- _Instructions to follow_:
Each record below should appear again exactly as written.

Collected data entries
%%
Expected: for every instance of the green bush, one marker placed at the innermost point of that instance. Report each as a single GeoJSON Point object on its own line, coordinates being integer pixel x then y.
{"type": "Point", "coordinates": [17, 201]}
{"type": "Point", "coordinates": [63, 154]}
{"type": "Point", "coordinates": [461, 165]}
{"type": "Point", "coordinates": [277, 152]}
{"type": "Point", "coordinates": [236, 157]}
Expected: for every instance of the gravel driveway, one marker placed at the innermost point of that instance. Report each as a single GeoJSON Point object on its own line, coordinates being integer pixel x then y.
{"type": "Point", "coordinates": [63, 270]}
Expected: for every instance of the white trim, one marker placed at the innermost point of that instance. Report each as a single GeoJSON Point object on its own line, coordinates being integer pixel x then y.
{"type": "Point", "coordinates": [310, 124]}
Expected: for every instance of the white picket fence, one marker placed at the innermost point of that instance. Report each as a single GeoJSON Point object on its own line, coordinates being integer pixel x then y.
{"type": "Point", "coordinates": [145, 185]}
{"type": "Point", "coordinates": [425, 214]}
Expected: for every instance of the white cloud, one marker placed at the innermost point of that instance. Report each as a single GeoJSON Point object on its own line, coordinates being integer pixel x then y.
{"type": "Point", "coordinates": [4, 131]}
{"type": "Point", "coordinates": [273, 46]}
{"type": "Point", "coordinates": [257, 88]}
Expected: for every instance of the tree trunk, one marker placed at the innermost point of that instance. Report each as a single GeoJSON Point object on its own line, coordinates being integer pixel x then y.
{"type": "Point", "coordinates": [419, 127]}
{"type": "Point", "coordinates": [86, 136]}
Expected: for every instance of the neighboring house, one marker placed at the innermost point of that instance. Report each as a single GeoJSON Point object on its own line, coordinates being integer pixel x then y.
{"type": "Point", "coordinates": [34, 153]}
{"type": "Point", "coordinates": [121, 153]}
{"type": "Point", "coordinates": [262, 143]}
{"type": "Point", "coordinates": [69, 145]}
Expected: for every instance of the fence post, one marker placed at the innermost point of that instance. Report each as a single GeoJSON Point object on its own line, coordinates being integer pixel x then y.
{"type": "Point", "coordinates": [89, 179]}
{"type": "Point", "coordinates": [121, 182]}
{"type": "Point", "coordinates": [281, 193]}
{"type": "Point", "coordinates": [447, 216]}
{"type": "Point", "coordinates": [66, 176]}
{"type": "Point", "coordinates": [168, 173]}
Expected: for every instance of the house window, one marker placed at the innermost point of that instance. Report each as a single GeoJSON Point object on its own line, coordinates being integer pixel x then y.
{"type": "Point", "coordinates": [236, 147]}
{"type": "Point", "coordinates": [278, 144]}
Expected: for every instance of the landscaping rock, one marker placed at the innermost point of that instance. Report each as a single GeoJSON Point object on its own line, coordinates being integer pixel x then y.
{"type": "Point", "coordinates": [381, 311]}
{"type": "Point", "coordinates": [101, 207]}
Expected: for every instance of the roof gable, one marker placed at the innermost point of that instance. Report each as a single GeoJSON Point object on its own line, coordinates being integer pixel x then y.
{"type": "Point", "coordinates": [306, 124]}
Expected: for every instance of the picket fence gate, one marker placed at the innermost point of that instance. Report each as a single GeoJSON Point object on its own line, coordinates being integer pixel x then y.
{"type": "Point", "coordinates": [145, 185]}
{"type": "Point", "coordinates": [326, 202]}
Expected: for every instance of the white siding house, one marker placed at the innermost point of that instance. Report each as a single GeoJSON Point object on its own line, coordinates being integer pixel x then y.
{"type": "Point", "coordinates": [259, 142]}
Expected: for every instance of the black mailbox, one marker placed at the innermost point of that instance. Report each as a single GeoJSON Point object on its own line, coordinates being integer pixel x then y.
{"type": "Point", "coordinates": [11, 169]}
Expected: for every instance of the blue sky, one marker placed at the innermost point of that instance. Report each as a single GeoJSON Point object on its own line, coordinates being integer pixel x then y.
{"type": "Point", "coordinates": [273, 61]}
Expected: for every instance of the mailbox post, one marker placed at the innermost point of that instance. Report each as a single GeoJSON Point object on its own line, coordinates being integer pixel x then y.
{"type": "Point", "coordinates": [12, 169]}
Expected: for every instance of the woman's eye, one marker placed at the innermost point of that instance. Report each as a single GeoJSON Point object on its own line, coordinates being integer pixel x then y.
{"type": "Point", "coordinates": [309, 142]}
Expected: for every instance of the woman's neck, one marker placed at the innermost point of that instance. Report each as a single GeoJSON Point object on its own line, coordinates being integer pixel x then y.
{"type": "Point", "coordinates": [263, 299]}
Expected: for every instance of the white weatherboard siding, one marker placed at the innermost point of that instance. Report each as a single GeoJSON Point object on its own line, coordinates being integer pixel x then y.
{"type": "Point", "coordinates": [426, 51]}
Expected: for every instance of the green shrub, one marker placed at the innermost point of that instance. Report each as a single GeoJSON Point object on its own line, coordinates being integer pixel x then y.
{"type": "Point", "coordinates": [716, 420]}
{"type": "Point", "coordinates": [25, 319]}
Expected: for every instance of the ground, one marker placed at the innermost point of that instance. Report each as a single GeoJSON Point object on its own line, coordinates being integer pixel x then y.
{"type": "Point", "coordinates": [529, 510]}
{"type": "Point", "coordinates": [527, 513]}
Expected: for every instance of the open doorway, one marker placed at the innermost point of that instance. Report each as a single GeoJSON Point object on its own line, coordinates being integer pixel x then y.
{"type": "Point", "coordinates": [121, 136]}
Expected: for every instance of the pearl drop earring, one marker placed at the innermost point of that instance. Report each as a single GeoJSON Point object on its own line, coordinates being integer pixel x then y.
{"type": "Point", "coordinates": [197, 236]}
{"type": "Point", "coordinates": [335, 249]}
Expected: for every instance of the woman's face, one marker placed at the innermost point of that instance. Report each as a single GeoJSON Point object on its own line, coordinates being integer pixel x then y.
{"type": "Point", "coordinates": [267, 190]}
%%
- _Answer to the problem_:
Expected: for every instance of the green bush, one marker placed at the innermost point of that instance. Report each as a single GeoJSON Point object on its own line, coordinates being integer pixel x then y.
{"type": "Point", "coordinates": [17, 201]}
{"type": "Point", "coordinates": [63, 154]}
{"type": "Point", "coordinates": [461, 165]}
{"type": "Point", "coordinates": [277, 152]}
{"type": "Point", "coordinates": [236, 157]}
Expected: for every instance of the gravel driveway, one marker placed at the innermost point of that instance. Report each as a single GeoJSON Point object on its own line, coordinates being integer pixel x then y.
{"type": "Point", "coordinates": [63, 270]}
Expected: for every instance of the white trim, one marker placed at the innermost point of that instance. Report each as a single GeoJSON Point object on its own line, coordinates being integer pixel x then y.
{"type": "Point", "coordinates": [310, 124]}
Expected: for every instance of the white picket fence, one marker placed at the innermost point of that instance. Report each as a single GeoJSON Point object on its own line, coordinates being integer pixel x then y.
{"type": "Point", "coordinates": [145, 185]}
{"type": "Point", "coordinates": [425, 214]}
Expected: for every instance of the white cloud, one marker placed at the innermost point of that instance. Report each as a single GeoJSON Point object on its own line, coordinates being integer pixel x then y.
{"type": "Point", "coordinates": [4, 131]}
{"type": "Point", "coordinates": [273, 46]}
{"type": "Point", "coordinates": [257, 88]}
Expected: for every instance of the tree trunk, one marker placed at the innermost point of that instance. Report each as a single GeoJSON Point object on its own line, coordinates being integer pixel x then y.
{"type": "Point", "coordinates": [419, 127]}
{"type": "Point", "coordinates": [86, 136]}
Expected: for every instance of the neighboring house, one marker placed at the innermost point of that instance. Report each as a single GeoJSON Point object on its own line, coordinates being integer pixel x then y.
{"type": "Point", "coordinates": [34, 153]}
{"type": "Point", "coordinates": [121, 153]}
{"type": "Point", "coordinates": [262, 143]}
{"type": "Point", "coordinates": [69, 145]}
Expected: for every instance of the fence post, one marker placed at the innermost point of that instance. Report each as a single GeoJSON Point object on its own line, coordinates being integer pixel x then y.
{"type": "Point", "coordinates": [89, 179]}
{"type": "Point", "coordinates": [121, 182]}
{"type": "Point", "coordinates": [281, 193]}
{"type": "Point", "coordinates": [447, 216]}
{"type": "Point", "coordinates": [66, 176]}
{"type": "Point", "coordinates": [168, 173]}
Expected: for every instance of the house window, one marker placed at the innermost point of that instance. Report each as a single GeoJSON Point object on its own line, coordinates being integer pixel x then y.
{"type": "Point", "coordinates": [236, 147]}
{"type": "Point", "coordinates": [278, 144]}
Expected: for every instance of the landscaping rock, one marker placed at the innermost point of that instance. Report each as a single GeoJSON Point object on its own line, coordinates being integer pixel x then y.
{"type": "Point", "coordinates": [381, 311]}
{"type": "Point", "coordinates": [101, 207]}
Expected: for every instance of the roof gable, one marker placed at the innermost point of that instance. Report each as a single GeoJSON Point object on its own line, coordinates being integer pixel x then y.
{"type": "Point", "coordinates": [306, 124]}
Expected: for every instance of the picket fence gate, one marker placed at the innermost point of that instance. Report each as a single GeoJSON Point object on its own line, coordinates being integer pixel x then y.
{"type": "Point", "coordinates": [145, 185]}
{"type": "Point", "coordinates": [326, 202]}
Expected: for every instance of the white siding house, one marker placed at the innermost point of that instance. Report each as a single GeoJSON Point object on its own line, coordinates being integer pixel x then y.
{"type": "Point", "coordinates": [259, 142]}
Expected: for every instance of the black mailbox, one marker placed at the innermost point of that instance. Report each as a single GeoJSON Point object on its own line, coordinates being integer pixel x then y.
{"type": "Point", "coordinates": [11, 169]}
Expected: for every instance of the blue sky, one marker placed at the innermost point of that instance. Report each as a single GeoJSON Point object on its own line, coordinates being integer pixel x then y.
{"type": "Point", "coordinates": [273, 61]}
Expected: for every instance of the mailbox post, one marker placed at the innermost point of that instance. Report each as a single GeoJSON Point object on its own line, coordinates being integer pixel x then y.
{"type": "Point", "coordinates": [12, 169]}
Expected: for every instance of the woman's eye, one marker placed at the innermost point of that instance. Report each as a single GeoJSON Point object on its own line, coordinates being integer pixel x then y.
{"type": "Point", "coordinates": [309, 142]}
Expected: for every instance of the woman's neck, one marker placed at the innermost point of that instance. Report each as a single GeoJSON Point object on its own line, coordinates being integer pixel x then y.
{"type": "Point", "coordinates": [263, 299]}
Expected: for every instance of the white weatherboard siding, one marker placed at the innermost point of that instance. Report each as a single GeoJSON Point object on its own line, coordinates being integer pixel x then y.
{"type": "Point", "coordinates": [426, 51]}
Expected: for every instance of the green shrub, one marker placed at the innermost point of that instance. Report each as a single GeoJSON Point object on its own line, coordinates being integer pixel x then y.
{"type": "Point", "coordinates": [716, 420]}
{"type": "Point", "coordinates": [25, 319]}
Expected: for every instance of the ground, one marker placed at the innermost point of that instance. Report each as a single GeoJSON Point object on its own line, coordinates being integer pixel x then y.
{"type": "Point", "coordinates": [529, 510]}
{"type": "Point", "coordinates": [527, 513]}
Expected: for every instance of the open doorway, one marker placed at the innermost point of that instance. Report each as a single GeoJSON Point object on its own line, coordinates being integer pixel x then y.
{"type": "Point", "coordinates": [121, 136]}
Expected: for every instance of the pearl drop earring, one marker placed at the innermost point of that instance. Report each as a single GeoJSON Point object on its own line, coordinates being integer pixel x then y.
{"type": "Point", "coordinates": [197, 236]}
{"type": "Point", "coordinates": [335, 249]}
Expected: for every instance of the woman's face, one marker placed at the innermost point of that instance. Report each as a single GeoJSON Point object on its own line, coordinates being integer pixel x then y.
{"type": "Point", "coordinates": [267, 190]}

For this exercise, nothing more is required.